▶ QUOTED TEXT:
Hello ‘NTDEV’ gents,
I have a WDF driver operating for both 64 and 32 bits windows XP platform. The driver uses S&G list chains.
The DMA operation is launched by the write event ( when the API calls WriteFile() ). The size passed to WriteFile() is always 8MBytes.
The driver does not call WdfDmaEnablerSetMaximumScatterGatherElements() so the WDF framework itself should not gives any limitation.
One argument passed to the driver’s wait event is ‘IN PSCATTER_GATHER_LIST SgList’
and then ‘SgList->NumberOfElements’ is used to allocate the S&G list.
My problem is that on some systems ‘SgList->NumberOfElements’ corresponds to a 8MB list, 2048 elements ( 2048 x pagesize is 8388608 which is 8MB ). One another systems the operating system has decided to start 8 DMAs each consecutive DMA being 1MB ( 256 elements ).
The fact to have each 8MB DMA transfer split in 8 consecutive 1MB dma writes decrease the overall performances.
This is happening on a dual Xeon processor main board populated with 16GB of memory. On this test case all the test boxes are running XP64. The athlon 64 box ( with one processor only ) populated with 4GB of memory, and other systems do not show this behavior.
The same driver, same API and same software application is used on all the machines.
As you guys are expert, what could make windows to dictate smaller DMA bursts through WDF?

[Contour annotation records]
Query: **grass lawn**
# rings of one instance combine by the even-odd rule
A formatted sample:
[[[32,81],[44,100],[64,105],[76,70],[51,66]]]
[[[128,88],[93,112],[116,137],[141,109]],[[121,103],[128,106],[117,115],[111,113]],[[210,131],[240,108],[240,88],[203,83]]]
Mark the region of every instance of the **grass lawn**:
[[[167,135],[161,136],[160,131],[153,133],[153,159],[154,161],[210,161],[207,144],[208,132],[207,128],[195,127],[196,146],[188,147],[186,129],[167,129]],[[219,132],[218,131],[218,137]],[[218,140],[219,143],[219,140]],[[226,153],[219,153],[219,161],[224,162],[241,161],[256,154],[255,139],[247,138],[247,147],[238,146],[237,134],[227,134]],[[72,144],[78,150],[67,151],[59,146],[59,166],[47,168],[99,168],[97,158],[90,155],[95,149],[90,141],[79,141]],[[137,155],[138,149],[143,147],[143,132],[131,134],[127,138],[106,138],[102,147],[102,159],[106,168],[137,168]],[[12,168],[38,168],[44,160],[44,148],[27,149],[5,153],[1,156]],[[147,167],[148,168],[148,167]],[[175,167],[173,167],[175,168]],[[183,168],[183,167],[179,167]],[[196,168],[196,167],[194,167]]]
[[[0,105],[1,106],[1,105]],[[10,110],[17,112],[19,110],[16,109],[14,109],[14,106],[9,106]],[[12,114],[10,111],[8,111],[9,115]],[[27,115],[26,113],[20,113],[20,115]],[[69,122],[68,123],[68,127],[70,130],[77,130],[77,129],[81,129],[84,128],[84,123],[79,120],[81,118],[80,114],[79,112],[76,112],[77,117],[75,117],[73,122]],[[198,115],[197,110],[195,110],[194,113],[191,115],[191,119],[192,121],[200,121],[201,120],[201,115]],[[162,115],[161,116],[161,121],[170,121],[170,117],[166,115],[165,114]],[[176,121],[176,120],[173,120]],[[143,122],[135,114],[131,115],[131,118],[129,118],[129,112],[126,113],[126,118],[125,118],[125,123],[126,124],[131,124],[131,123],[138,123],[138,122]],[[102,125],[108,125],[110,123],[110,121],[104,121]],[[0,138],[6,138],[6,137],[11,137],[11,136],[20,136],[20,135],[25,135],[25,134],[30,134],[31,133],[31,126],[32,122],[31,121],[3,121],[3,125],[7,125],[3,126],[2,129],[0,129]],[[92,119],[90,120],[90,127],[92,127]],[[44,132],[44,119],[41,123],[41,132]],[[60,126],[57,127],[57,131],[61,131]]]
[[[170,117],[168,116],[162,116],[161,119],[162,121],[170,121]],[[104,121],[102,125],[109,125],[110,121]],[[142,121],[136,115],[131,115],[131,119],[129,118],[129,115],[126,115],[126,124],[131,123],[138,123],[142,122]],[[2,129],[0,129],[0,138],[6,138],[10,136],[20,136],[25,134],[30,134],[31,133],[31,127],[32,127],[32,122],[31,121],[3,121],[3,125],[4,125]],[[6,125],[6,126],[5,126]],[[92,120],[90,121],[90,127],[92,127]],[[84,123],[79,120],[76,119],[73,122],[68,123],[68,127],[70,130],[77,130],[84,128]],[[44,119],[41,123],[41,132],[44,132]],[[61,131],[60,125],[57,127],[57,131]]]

▶ WHAT TO DO:
(a) In the forum post about DMA transfers, on what hardware does the splitting into smaller DMAs happen?
(b) Summarize the forum post about DMA transfers in two sentences.
Rely only on the forum post about DMA transfers.

▶ SET OF ANSWERS:
(a) A dual Xeon processor main board with 16GB of memory.

(b) A WDF driver for 32- and 64-bit Windows XP uses scatter/gather list chains, and its DMA is launched by WriteFile() calls that always pass 8 MB. On some systems the list has 2048 elements covering the full 8 MB, but on a dual Xeon board with 16GB of memory the operating system splits each transfer into eight consecutive 1 MB DMAs, which lowers overall performance.